Description of the task:
Find each line in the records containing the string "face" and copy it out, matching case exactly.

Provided data:
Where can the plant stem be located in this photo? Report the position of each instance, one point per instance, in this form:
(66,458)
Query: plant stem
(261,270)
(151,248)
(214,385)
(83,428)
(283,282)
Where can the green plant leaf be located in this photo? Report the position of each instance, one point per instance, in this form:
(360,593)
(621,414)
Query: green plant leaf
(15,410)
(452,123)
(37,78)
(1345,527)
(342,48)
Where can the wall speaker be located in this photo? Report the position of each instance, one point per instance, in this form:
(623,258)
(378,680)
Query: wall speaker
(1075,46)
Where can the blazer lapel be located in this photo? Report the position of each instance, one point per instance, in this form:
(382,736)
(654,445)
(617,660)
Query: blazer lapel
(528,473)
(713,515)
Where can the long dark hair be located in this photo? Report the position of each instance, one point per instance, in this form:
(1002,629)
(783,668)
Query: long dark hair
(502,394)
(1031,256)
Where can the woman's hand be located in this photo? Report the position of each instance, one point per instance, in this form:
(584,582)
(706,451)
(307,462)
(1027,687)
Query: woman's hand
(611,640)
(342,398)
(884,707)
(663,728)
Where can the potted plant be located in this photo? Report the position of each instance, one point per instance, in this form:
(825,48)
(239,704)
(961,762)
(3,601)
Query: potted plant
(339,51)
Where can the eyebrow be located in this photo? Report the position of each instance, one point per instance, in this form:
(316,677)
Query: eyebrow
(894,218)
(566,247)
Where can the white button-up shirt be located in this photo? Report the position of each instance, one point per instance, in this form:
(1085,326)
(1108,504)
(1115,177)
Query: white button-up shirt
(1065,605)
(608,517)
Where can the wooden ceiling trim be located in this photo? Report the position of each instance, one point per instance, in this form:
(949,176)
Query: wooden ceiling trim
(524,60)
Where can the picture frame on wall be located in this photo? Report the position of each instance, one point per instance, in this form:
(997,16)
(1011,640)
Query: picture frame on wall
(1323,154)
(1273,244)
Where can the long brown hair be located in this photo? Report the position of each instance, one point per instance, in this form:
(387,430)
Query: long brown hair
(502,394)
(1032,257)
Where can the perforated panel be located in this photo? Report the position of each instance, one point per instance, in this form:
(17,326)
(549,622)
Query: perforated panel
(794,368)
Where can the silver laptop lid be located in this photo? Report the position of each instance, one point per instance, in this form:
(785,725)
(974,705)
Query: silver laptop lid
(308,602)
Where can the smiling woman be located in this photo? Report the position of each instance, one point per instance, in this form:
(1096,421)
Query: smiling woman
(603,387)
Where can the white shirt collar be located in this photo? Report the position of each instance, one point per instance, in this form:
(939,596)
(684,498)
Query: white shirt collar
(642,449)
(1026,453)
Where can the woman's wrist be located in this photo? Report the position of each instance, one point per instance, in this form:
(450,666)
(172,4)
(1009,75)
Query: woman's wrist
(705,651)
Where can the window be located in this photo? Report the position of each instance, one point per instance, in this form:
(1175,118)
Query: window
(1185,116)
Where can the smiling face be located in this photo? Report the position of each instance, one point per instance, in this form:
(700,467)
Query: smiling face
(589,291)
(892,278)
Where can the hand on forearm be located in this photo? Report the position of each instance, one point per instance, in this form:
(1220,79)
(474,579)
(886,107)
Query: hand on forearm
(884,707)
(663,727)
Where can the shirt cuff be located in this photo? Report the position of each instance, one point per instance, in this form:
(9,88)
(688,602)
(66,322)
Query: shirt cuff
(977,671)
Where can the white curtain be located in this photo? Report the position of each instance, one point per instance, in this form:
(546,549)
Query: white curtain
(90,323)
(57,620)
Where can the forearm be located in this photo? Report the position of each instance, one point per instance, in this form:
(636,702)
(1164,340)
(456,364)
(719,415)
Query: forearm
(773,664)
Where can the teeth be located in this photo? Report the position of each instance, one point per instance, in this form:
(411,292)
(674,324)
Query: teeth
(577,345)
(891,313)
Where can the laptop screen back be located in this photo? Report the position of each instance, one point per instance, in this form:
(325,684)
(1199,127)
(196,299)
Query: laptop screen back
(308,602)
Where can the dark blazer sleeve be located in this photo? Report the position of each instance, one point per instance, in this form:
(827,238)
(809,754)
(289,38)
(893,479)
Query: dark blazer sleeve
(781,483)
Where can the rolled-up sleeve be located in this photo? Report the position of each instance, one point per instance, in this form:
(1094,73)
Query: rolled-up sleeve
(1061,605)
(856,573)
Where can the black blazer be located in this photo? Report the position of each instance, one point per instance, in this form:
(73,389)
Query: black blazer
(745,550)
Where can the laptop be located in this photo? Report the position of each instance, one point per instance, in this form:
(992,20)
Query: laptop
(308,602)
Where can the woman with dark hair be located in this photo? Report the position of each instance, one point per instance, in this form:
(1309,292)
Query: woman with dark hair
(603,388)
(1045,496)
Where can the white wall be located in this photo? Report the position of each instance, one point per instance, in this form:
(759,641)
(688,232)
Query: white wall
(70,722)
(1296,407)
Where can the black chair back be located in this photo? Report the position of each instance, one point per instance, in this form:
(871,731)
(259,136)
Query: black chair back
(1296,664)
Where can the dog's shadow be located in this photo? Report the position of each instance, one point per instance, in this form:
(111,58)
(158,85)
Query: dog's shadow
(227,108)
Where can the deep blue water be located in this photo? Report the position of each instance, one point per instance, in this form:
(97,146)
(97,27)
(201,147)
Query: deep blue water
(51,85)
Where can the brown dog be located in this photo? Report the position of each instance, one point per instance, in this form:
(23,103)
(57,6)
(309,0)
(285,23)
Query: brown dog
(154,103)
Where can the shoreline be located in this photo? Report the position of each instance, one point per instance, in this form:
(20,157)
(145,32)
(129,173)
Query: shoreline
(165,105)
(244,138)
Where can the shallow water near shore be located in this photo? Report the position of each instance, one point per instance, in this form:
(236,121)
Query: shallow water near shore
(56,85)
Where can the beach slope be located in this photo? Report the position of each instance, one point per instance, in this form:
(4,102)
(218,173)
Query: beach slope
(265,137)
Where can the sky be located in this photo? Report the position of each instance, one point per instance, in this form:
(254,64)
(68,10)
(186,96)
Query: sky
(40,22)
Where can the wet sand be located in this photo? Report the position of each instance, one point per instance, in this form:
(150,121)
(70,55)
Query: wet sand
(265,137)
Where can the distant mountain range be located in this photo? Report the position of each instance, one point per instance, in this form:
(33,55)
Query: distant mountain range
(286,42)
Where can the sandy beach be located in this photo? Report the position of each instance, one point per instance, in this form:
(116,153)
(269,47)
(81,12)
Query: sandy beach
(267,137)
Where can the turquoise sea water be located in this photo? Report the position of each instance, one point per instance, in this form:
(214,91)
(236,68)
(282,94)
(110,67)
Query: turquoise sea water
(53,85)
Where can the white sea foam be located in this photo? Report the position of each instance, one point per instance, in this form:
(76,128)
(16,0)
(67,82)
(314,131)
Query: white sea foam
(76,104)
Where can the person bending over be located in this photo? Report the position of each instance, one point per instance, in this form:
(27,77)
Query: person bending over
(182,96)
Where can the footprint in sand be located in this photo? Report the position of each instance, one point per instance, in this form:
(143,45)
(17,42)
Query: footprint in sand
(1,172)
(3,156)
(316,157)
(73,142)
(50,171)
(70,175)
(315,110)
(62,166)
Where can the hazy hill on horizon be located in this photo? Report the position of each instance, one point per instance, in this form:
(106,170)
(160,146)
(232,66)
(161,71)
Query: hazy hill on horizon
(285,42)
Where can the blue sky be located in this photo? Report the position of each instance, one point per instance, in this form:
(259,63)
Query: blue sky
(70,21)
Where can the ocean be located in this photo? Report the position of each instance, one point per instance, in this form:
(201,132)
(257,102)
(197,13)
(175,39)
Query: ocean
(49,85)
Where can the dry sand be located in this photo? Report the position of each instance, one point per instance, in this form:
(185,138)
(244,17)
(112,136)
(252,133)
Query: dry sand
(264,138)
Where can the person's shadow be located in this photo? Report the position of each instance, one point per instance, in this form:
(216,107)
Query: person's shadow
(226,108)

* * *

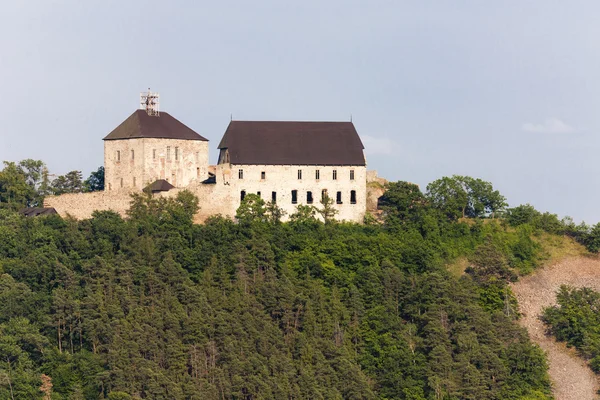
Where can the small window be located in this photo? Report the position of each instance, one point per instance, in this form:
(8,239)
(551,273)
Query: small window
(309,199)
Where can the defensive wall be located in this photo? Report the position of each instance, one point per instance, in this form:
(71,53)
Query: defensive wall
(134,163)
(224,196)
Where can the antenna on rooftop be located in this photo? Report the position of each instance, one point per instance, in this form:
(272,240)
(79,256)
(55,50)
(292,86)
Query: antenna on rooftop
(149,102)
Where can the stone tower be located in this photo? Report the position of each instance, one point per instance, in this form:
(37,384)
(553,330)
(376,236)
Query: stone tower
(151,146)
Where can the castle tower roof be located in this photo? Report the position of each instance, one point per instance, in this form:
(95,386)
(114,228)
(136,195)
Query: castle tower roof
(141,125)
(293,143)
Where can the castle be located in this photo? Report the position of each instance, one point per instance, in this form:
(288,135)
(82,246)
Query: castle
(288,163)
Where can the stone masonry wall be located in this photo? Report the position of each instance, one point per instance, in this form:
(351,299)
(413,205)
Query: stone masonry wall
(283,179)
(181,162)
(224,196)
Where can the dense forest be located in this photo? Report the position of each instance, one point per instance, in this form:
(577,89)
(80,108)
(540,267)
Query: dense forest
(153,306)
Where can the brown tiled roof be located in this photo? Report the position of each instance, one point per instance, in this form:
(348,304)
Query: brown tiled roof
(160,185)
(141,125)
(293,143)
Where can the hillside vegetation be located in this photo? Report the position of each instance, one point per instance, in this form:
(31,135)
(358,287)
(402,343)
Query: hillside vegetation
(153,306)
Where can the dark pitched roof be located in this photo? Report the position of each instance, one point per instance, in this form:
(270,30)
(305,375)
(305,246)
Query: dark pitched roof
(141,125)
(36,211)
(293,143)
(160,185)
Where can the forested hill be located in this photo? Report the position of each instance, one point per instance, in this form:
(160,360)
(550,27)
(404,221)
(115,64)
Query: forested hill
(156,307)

==

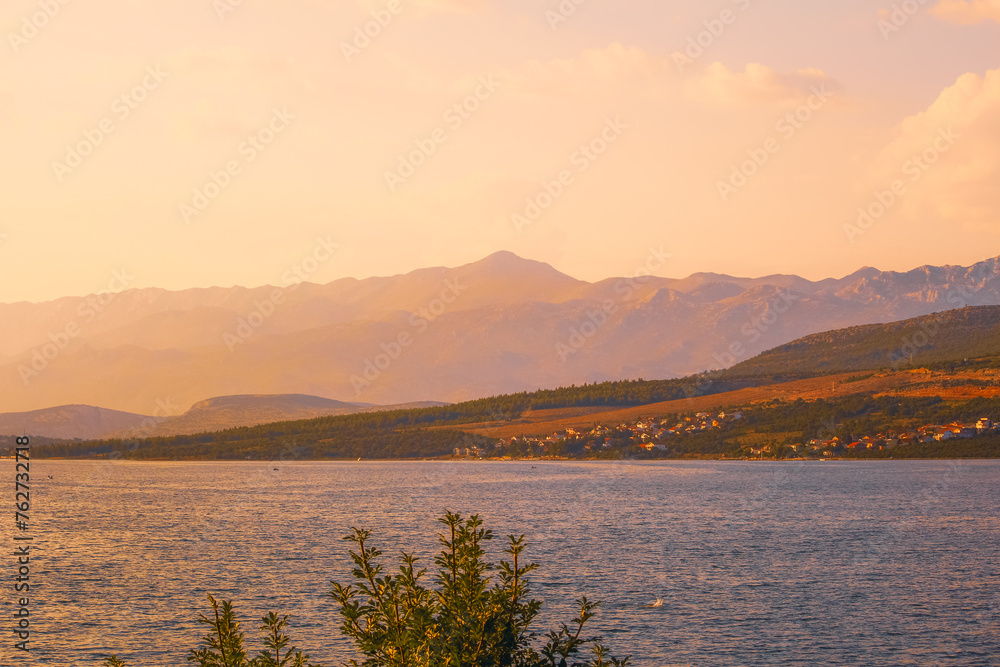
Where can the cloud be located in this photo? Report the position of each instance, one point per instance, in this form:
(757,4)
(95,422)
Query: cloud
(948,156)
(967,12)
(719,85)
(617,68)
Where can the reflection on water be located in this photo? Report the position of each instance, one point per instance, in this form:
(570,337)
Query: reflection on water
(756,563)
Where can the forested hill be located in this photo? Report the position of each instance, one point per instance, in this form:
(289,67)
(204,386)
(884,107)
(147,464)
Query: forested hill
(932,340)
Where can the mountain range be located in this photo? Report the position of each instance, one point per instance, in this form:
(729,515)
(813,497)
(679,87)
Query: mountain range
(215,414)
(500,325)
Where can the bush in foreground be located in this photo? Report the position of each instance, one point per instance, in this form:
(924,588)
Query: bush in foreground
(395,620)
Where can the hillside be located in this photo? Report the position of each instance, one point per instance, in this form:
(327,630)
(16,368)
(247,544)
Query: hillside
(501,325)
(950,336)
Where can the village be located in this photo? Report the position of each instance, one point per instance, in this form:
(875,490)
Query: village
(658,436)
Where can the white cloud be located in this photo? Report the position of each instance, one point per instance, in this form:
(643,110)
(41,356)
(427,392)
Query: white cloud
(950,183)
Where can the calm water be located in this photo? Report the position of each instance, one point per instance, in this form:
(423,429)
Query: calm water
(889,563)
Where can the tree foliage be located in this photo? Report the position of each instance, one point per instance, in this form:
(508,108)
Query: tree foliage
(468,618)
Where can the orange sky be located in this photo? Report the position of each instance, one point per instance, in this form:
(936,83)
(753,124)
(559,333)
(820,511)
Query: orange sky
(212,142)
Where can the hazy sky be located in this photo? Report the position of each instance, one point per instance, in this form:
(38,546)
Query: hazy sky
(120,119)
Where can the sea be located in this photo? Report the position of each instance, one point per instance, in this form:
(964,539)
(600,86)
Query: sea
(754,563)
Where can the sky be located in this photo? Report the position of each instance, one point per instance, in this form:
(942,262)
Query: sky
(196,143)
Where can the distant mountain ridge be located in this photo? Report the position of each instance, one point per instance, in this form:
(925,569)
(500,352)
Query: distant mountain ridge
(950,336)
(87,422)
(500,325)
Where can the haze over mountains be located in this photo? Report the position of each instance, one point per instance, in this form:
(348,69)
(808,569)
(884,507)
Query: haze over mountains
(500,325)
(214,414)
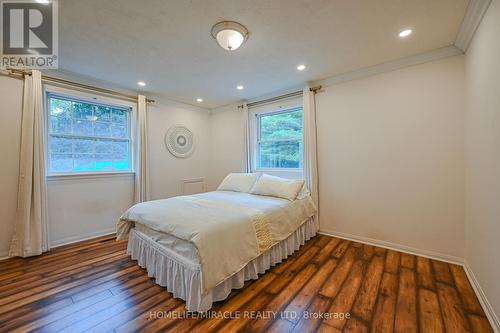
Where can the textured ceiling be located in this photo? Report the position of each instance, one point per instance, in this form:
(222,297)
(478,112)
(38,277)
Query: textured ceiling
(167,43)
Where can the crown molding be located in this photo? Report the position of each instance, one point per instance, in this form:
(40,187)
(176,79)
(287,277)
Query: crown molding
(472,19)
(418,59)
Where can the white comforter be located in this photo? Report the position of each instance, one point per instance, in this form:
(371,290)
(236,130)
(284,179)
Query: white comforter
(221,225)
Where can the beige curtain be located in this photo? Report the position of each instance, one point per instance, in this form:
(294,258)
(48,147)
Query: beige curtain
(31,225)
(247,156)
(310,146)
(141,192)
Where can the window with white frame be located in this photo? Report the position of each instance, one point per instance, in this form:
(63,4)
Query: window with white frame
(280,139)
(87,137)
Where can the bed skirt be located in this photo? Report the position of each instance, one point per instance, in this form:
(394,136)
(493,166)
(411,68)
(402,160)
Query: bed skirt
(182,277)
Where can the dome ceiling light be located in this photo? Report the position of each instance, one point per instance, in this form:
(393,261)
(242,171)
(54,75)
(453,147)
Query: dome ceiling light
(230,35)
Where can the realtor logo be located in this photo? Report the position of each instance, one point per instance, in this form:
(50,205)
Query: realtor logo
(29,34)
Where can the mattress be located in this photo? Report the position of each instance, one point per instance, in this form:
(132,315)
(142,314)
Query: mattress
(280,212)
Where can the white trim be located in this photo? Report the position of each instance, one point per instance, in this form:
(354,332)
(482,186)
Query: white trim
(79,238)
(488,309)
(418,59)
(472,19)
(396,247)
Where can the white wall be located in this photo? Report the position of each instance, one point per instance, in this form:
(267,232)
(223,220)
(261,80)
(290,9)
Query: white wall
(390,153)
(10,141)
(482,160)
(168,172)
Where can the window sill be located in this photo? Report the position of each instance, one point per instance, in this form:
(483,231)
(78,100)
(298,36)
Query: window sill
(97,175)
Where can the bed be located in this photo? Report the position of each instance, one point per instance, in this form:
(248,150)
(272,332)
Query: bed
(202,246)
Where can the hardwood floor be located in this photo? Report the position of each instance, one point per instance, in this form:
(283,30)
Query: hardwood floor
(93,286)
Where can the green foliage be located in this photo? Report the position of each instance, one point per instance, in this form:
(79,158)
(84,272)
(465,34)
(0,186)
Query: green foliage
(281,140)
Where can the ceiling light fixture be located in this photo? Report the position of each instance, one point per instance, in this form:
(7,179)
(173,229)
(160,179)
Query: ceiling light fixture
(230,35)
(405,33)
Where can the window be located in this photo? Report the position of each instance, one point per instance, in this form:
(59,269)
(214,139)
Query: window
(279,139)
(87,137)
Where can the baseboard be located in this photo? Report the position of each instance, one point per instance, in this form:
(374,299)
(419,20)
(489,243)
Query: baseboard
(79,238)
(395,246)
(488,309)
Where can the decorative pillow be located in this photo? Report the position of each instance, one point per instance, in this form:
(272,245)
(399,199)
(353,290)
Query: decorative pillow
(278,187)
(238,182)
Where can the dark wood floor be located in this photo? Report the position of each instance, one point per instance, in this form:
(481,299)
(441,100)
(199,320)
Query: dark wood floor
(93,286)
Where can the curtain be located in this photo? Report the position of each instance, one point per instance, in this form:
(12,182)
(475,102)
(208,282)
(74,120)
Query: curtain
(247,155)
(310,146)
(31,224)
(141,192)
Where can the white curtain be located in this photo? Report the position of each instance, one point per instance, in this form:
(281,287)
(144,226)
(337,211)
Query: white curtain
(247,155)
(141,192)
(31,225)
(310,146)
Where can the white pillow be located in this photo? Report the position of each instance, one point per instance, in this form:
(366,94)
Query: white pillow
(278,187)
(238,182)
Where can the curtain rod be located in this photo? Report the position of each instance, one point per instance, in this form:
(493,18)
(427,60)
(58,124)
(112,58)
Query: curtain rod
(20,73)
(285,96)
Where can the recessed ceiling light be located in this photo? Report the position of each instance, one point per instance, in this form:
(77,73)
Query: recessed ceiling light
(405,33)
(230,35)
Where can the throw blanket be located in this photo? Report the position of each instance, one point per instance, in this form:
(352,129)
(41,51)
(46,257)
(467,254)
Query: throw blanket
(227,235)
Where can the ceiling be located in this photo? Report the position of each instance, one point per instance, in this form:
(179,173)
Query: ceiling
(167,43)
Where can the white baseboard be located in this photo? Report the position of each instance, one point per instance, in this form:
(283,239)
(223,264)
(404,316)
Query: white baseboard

Task response:
Where can the smiling face be located in this photo? Report the position of each instance, one point per instance, in this form:
Query: smiling face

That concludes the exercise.